> [Work instructions]:
Return exactly the span of lines in the following data that opens with the line containing "Find the stone" and closes with the line containing "Find the bare". Include nothing else.

Referring expression pointing data:
▬▬▬
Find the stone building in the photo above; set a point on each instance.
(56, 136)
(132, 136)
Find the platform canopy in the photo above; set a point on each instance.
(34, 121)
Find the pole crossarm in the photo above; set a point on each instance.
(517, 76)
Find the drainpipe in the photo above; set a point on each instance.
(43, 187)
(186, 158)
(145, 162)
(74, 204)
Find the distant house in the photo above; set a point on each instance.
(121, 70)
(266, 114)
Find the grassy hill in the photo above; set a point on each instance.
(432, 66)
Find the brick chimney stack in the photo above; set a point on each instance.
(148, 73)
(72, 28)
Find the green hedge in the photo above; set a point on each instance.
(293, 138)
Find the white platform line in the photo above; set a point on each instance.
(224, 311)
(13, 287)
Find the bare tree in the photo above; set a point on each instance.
▬▬▬
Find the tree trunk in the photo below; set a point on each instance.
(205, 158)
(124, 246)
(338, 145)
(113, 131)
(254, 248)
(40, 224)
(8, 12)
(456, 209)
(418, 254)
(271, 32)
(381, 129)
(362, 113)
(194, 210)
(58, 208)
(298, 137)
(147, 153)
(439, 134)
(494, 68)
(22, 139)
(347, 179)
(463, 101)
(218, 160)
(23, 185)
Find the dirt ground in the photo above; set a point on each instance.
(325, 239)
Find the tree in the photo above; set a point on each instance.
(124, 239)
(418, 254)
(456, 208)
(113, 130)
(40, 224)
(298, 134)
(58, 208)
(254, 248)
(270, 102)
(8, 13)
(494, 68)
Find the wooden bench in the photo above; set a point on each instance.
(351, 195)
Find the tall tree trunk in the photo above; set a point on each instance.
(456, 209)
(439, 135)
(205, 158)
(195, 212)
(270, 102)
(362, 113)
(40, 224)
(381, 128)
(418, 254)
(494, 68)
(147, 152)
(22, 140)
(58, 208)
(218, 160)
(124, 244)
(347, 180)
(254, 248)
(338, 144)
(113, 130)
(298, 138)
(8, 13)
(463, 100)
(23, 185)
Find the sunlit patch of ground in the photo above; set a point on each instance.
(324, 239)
▬▬▬
> [Response box]:
Find the stone building in the photo above; set a point on each instance.
(56, 136)
(132, 136)
Find the platform canopy in the photo above; set a point on each instance.
(34, 121)
Find the pole crossarm in the photo above; set a point on each instance.
(517, 76)
Find the drainpipe in the photo above; set a point on each instance.
(43, 187)
(186, 158)
(145, 162)
(74, 204)
Find the distant house in the photo above; set a point on each instance.
(121, 70)
(266, 114)
Find the grassy hill in the photo above; set a point on each instance.
(432, 66)
Find the brick chimney stack in the photo above; set a point on each instance.
(148, 73)
(72, 28)
Find the green hedge in the photo above; set a point on each instance.
(293, 138)
Find the white platform line in the photo above; set a point on each instance.
(224, 311)
(13, 287)
Find the bare tree in the photo above; set a point on each instance.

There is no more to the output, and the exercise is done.